SELECTED EXCERPT →

########################################

News and Notes
By George Kane
The global COVID-19 pandemic is opening another division between Americans, over the “stay-at-home” regulations that have been issued in every state and by many cities. There are conflicting opinions over how quickly these regulations can be lifted while protecting public health. This division now threatens even the separation of government from religion.
State regulations typically have required closing non-essential businesses and limiting gatherings to groups of 10. Essential businesses like grocery stores and pharmacies are exempted. Churches are demanding their own exemption to the lockdown rule. “How” they ask, “can liquor stores be counted as an essential business while churches are not?” They claim that they are being treated unequally, and that the regulations violate their First Amendment rights of assembly and free exercise of religion. The risk of the spread of disease at worship services is greater than in the exempted stores, however. In early March 98 people attended a worship service in Arkansas that led to 61 cases of COVID-19 and four deaths.
This struggle is playing out in Minnesota as in many other states. In mid-May, Governor Walz was in negotiation with state religious leaders over steps to open churches for worship while maintaining protections against spreading the disease. The negotiations were considered urgent because the Catholic bishops of Minnesota and the Lutheran Church Missouri Synod announced that they planned to resume in-person worship in defiance of Walz’s orders, setting up a legal showdown.
President Trump nearly derailed Walz’s negotiations when he demanded that governors reopen churches, synagogues and mosques “right now,” and threatened to “override” state restrictions if Governors did not rescind them by the weekend. Trump called churches “essential” and vowed to “override” governors who did not open them. As everyone but the president knew, he does not have that authority.
Governor Walz continued negotiations into the weekend when he announced reaching a compromise with church leaders. Starting the following Wednesday, places of worship could open if they adhere to public health guidelines to keep congregants safe. According to the executive order, churches must adhere to the following requirements:
- In all settings, ensure a minimum of 6 feet of physical distancing between households.
- In indoor settings, occupancy must not exceed 25% of the normal occupant capacity, with a maximum of 250.
- In outdoor settings, gatherings must not exceed 250 individuals.
- They must develop and implement a COVID-19 Preparedness Plan in accordance with guide- lines developed by the Minnesota Department of Health.
Other guidelines are recommended rather than required:
- If churches cannot make Communion touch-free for all participants, they are asked to only distribute the sacrament hand-to-hand and not hand-to-mouth.
- Both the distributor and the receiver should extend their arms as far as is comfortable to maintain a safe distance of 6 feet.

########################################

GIVEN ENTRIES →

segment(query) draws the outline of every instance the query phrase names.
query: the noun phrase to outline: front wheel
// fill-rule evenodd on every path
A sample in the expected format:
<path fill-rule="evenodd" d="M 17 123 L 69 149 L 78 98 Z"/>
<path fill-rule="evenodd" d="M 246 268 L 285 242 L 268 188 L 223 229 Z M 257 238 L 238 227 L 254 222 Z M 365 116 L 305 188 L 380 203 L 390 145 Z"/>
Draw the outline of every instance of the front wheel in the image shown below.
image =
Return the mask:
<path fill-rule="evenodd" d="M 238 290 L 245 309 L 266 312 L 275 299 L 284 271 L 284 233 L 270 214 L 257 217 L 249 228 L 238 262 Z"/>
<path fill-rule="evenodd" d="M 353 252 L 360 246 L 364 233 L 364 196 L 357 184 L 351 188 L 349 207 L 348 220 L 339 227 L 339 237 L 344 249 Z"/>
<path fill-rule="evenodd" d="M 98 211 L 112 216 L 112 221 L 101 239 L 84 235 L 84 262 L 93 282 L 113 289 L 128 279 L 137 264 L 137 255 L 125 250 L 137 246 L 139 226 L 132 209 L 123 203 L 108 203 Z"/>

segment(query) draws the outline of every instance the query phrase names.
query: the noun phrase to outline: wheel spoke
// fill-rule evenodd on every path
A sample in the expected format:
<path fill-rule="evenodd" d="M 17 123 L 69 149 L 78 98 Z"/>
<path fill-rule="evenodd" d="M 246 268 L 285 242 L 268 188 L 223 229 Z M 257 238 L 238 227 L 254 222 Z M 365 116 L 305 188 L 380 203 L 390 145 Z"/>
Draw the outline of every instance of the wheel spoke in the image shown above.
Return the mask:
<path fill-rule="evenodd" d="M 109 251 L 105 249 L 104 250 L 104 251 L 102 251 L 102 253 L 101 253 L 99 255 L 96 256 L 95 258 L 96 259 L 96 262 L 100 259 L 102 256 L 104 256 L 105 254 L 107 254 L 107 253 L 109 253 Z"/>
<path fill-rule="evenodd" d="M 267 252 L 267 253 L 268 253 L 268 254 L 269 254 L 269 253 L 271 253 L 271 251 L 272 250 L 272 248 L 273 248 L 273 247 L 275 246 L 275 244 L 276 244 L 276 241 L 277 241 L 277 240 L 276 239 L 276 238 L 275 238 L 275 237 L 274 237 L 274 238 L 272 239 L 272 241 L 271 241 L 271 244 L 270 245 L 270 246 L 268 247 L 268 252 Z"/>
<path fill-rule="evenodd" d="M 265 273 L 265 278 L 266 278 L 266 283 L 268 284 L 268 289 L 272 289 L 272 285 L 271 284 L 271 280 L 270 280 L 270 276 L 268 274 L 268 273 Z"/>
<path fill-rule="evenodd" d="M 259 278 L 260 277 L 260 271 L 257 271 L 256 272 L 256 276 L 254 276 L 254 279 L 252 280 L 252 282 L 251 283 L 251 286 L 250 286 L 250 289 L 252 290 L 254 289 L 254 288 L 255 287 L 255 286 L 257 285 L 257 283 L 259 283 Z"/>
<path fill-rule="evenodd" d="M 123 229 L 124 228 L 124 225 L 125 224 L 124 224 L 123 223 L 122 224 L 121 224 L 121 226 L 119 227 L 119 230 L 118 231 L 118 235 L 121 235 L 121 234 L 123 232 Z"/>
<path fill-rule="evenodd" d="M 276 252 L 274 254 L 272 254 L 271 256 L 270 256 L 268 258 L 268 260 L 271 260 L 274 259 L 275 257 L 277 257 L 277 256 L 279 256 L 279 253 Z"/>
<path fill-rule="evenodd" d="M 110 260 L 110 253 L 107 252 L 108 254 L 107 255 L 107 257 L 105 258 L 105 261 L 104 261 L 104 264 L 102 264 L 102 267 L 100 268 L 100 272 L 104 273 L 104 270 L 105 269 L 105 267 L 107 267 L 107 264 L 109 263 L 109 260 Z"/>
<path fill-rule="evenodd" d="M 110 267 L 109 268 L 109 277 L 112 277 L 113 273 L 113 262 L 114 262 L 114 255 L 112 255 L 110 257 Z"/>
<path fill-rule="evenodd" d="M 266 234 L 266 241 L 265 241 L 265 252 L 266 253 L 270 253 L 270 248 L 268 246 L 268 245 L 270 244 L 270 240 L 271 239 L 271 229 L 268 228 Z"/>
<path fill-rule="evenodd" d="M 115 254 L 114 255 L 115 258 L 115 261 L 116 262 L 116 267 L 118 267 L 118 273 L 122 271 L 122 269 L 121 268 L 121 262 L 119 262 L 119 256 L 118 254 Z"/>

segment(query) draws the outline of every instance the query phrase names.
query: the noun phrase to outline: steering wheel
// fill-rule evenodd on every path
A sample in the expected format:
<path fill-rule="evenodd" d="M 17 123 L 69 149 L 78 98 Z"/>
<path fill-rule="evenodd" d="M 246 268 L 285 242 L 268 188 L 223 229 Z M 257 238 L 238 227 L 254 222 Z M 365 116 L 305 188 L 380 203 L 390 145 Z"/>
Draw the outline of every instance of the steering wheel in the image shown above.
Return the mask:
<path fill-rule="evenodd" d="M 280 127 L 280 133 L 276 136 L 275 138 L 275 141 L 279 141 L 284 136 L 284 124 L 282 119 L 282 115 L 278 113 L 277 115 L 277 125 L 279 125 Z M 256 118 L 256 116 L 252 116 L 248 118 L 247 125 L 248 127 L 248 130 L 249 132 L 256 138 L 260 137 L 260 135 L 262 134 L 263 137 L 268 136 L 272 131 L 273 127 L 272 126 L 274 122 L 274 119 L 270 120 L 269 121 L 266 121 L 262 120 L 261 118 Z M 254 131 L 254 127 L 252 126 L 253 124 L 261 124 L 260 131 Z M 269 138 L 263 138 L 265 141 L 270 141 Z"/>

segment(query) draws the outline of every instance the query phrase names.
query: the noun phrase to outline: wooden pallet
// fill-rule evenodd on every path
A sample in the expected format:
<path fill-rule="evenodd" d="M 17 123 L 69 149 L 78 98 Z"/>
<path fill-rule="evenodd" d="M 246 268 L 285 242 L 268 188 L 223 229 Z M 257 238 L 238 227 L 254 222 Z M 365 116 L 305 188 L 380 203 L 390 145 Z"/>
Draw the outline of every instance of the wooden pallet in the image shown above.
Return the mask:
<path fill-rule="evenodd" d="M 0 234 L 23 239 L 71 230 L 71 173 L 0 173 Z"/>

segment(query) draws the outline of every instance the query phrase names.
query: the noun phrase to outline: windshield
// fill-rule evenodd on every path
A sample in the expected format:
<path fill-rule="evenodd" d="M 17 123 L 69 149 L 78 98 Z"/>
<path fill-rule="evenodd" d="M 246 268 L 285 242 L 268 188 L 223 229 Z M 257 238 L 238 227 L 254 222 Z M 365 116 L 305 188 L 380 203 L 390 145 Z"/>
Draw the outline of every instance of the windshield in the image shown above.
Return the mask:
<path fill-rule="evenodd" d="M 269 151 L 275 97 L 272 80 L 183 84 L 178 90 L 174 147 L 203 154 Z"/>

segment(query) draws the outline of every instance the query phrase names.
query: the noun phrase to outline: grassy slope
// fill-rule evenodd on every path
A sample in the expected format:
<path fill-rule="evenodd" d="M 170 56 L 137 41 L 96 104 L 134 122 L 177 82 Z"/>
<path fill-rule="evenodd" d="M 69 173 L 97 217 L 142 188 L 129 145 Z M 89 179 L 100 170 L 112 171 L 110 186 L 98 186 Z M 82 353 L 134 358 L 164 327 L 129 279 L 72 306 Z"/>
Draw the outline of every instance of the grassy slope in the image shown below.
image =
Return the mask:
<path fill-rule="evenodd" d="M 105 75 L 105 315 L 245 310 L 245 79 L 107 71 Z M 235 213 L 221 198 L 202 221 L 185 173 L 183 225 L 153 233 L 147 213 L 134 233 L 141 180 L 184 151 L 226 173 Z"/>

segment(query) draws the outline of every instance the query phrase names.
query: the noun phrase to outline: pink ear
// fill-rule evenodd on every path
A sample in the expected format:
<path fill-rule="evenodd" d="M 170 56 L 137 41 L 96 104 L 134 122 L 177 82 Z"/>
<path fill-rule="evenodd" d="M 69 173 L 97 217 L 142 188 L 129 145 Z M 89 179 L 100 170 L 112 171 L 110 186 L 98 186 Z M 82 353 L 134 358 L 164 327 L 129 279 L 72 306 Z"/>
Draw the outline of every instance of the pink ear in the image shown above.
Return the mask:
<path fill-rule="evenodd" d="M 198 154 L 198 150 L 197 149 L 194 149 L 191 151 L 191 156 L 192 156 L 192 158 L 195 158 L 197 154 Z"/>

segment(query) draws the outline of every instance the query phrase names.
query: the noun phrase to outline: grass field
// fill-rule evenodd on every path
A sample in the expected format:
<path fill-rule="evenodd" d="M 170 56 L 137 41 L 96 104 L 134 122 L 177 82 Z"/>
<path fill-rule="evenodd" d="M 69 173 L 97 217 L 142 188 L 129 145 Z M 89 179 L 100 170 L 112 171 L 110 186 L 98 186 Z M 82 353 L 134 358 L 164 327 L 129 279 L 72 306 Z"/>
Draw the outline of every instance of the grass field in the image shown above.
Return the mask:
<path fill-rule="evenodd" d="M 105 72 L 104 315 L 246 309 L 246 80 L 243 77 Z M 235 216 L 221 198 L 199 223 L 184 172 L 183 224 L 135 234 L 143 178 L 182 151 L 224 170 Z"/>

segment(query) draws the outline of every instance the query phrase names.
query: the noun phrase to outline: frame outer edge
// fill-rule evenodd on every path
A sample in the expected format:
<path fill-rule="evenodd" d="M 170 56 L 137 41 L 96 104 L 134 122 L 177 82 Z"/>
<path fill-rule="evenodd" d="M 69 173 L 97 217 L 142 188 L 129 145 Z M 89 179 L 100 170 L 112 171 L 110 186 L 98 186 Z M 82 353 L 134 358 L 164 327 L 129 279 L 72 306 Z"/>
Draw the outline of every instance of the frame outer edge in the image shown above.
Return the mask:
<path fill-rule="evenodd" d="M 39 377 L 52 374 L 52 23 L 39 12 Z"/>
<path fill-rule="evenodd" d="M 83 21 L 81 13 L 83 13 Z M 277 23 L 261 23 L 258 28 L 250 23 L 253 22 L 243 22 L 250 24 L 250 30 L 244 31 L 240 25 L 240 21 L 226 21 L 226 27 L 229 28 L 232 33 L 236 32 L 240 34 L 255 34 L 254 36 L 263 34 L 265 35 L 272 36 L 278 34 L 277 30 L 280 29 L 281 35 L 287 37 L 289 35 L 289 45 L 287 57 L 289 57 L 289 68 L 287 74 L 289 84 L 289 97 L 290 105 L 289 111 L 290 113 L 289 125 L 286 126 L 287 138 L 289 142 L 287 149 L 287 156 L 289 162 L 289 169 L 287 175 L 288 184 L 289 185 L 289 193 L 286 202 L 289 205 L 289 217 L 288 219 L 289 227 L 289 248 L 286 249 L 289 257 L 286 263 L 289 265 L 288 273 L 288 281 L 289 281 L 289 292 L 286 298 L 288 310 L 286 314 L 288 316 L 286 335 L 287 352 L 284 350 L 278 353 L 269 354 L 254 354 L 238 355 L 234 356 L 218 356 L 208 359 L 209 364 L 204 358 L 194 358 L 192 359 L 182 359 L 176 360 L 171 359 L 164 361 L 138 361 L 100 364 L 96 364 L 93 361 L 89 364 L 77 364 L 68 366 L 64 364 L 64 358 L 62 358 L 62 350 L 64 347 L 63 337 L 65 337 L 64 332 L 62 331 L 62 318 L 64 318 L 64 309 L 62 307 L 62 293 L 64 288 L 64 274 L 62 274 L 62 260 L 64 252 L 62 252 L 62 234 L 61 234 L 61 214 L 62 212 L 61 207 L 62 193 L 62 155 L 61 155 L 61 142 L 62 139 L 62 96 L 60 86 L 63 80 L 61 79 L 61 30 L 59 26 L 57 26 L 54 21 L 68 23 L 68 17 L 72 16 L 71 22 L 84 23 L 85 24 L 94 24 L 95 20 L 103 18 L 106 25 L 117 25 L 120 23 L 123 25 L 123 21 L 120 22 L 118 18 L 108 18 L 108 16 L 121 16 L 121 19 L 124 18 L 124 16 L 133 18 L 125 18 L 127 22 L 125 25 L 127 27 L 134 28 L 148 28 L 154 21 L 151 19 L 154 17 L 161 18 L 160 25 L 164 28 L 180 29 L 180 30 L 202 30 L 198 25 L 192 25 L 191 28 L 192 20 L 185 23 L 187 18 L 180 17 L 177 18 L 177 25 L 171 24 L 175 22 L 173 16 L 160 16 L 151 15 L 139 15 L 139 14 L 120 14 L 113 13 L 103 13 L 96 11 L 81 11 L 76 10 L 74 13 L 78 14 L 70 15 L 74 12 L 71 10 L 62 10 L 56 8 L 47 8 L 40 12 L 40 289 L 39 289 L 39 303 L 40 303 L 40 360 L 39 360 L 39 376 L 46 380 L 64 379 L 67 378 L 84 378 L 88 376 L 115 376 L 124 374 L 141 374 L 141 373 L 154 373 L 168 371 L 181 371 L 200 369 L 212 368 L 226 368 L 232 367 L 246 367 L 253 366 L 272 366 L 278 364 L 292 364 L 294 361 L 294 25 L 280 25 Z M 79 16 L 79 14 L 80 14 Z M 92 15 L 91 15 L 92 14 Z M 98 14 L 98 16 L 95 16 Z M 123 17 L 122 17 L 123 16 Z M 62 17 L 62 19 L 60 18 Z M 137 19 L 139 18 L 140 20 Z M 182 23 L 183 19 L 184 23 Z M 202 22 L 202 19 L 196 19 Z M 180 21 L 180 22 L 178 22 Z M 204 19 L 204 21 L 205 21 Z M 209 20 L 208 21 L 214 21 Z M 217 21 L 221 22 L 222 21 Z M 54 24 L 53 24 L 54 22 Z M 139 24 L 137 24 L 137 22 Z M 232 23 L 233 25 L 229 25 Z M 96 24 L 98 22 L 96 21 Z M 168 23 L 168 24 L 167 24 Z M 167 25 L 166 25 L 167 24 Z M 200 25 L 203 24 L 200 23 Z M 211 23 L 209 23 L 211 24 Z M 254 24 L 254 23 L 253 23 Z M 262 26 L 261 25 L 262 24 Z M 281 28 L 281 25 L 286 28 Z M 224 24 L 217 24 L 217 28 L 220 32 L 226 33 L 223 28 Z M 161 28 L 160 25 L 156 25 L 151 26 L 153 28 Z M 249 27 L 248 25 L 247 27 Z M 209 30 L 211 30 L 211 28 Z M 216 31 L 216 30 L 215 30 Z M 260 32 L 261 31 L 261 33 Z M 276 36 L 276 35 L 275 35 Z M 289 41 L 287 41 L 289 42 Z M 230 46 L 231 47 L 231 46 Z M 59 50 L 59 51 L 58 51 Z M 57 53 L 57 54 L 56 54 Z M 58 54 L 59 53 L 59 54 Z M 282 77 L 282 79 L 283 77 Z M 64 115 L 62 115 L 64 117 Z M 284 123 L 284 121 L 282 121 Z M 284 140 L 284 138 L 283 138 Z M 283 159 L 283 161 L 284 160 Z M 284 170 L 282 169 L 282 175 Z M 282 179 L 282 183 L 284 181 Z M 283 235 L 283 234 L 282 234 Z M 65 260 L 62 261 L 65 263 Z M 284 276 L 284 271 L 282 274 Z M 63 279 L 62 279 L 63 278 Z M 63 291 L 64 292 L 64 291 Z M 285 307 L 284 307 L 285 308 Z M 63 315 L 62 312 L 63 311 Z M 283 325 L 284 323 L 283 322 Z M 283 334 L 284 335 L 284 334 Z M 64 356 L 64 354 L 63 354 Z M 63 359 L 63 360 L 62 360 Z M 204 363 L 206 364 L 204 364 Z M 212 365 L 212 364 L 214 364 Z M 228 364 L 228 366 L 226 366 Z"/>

########################################

EXERCISES →
a. List every requirement that, according to the article, churches must follow under the executive order.
b. Rewrite the article's text from "News and Notes" down to "government from religion.", changing "division" to "rift".
c. Does the article support each statement? (i) Grocery stores and pharmacies are exempted from the closures. (ii) Outdoor church gatherings may include up to 500 people. (iii) Hand-to-hand distribution of Communion is a requirement.
The records are separate from the article and unrelated to it.

SOLUTIONS TO THE TASKS →
a.
- Keep at least 6 feet of physical distance between households in all settings.
- Keep indoor occupancy at or below 25% of normal capacity, with a maximum of 250.
- Keep outdoor gatherings at or below 250 individuals.
- Develop and implement a COVID-19 Preparedness Plan in line with guidelines from the Minnesota Department of Health.

b.
News and Notes
By George Kane
The global COVID-19 pandemic is opening another rift between Americans, over the “stay-at-home” regulations that have been issued in every state and by many cities. There are conflicting opinions over how quickly these regulations can be lifted while protecting public health. This rift now threatens even the separation of government from religion.

c.
(i) Yes: "Essential businesses like grocery stores and pharmacies are exempted."
(ii) No: "In outdoor settings, gatherings must not exceed 250 individuals."
(iii) No: "Other guidelines are recommended rather than required"